**Given request**: Continue the radio transcript below about a student paying for Purdue, starting after its last line.

JACOB GOLDSTEIN, HOST:
As a technical expert, is there some artificial flavor that's just, like - where they just nailed it?
LAUREN NEUWIRTH: I would say, like, banana. Banana is actually pretty cool from a chemical standpoint. It's, like, a volatile compound.
GOLDSTEIN: Lauren, obviously, is super into this stuff. And she knew that Purdue was a good place to get into the food engineering industry, but she couldn't figure out how she was going to pay for Purdue.
NEUWIRTH: Yeah, it was extremely stressful. Like - I was telling Kenny before, every time I'd go into financial aid, I'd just start crying because it's just so much money. And like, I come from, like, a single-parent household, so it's hard to rationalize, like, asking my mom for, like, extra money.
MALONE: When Lauren went off to Purdue, her mom gave her $30,000 dollars. That was her college fund.
GOLDSTEIN: On top of that, she was able to get some government-backed student loans. She's gotten paid internships in the summer. But all of those things combined are not nearly enough to pay her way through school.
NEUWIRTH: So I went to financial aid. And I was, like, all set to basically like join the Army because they said that they would pay for my school. So I basically went in there. And I was like, OK; I need some money. Or I'm calling the Army recruiter back and I'm joining the Army because I don't know what else to do, and school's, like, 30 grand a year.
MALONE: And that was when someone at the financial aid office told her about a new way for students to pay for college. It was so new that even the person at the financial aid office didn't know all of the details.
NEUWIRTH: They said, like, they didn't know a ton about it and that it was kind of a new program and I should, like, go home and kind of look into it. And then I did. And I was like, yeah, I think this does sound better than the military. So I applied, and I got approved. And then that's how I've been, like, paying for my last two years of school.

**Recorded data**:
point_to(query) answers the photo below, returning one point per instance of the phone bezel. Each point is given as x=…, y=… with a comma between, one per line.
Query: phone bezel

**Answer**:
GOLDSTEIN: Purdue gave Lauren a bunch of money - tens of thousands of dollars. It's not a scholarship. It's not a loan. There's no set amount of money that Lauren has to pay back. Instead, Lauren had to promise that she will give Purdue a chunk of her income for years after she graduates. The more she makes, the more Perdue makes. It's kind of like Lauren sold stock in herself.
Hello, and welcome to PLANET MONEY. I'm Jacob Goldstein.
MALONE: And I'm Kenny Malone. Today on the show, this idea of selling stock in yourself - or something like it - has been kicking around for decades. Now it's finally starting to happen.
(SOUNDBITE OF MUSIC)
MALONE: This thing Lauren Neuwirth did, it is called an income-share agreement. And it is a new way to help pay for college. But it is based on a pretty old idea. One of the people who helped kind of rediscover this and dust it off is a man named Miguel Palacios.
MIGUEL PALACIOS: Jacob, hi.
GOLDSTEIN: Hey, Miguel. How are you?
PALACIOS: Good. Thank you. How are you?
MALONE: Miguel is a professor of finance at the University of Calgary. He grew up in Colombia. And in the mid-1990s, he heard about this weird thing happening in the news involving David Bowie.
(SOUNDBITE OF SONG, "THE MAN WHO SOLD THE WORLD")
DAVID BOWIE: (Singing) We must have died alone.
PALACIOS: So David Bowie raised capital for himself. And the special thing about this capital-raising was that he pledged his future earnings.
GOLDSTEIN: This was in 1997. And by this point, David Bowie had been a rock star for, like, 30 years. He had this huge catalog of perpetual hits - "Under Pressure," "Starman," "The Man Who Sold The World."
(SOUNDBITE OF SONG, "THE MAN WHO SOLD THE WORLD")
BOWIE: (Singing) The man who sold the world.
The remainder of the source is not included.